§ **Assignment**
Of all the entries below, retype only the lines from the one with "point: white and" through the one with "point: blue painted", exactly as they appear.
----------------
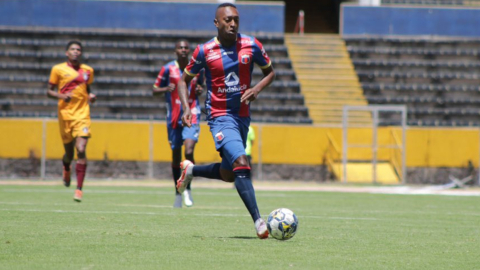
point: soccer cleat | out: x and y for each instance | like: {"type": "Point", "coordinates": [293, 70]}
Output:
{"type": "Point", "coordinates": [261, 227]}
{"type": "Point", "coordinates": [187, 198]}
{"type": "Point", "coordinates": [78, 195]}
{"type": "Point", "coordinates": [186, 175]}
{"type": "Point", "coordinates": [66, 178]}
{"type": "Point", "coordinates": [178, 201]}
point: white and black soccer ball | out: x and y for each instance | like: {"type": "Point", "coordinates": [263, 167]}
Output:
{"type": "Point", "coordinates": [282, 224]}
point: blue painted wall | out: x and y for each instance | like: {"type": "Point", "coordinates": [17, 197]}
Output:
{"type": "Point", "coordinates": [360, 20]}
{"type": "Point", "coordinates": [136, 15]}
----------------
§ **The completed task**
point: white and black soccer ball | out: x and y for each instance | like: {"type": "Point", "coordinates": [263, 167]}
Output:
{"type": "Point", "coordinates": [282, 224]}
point: blue painted wall | out: x and y for each instance | like: {"type": "Point", "coordinates": [17, 197]}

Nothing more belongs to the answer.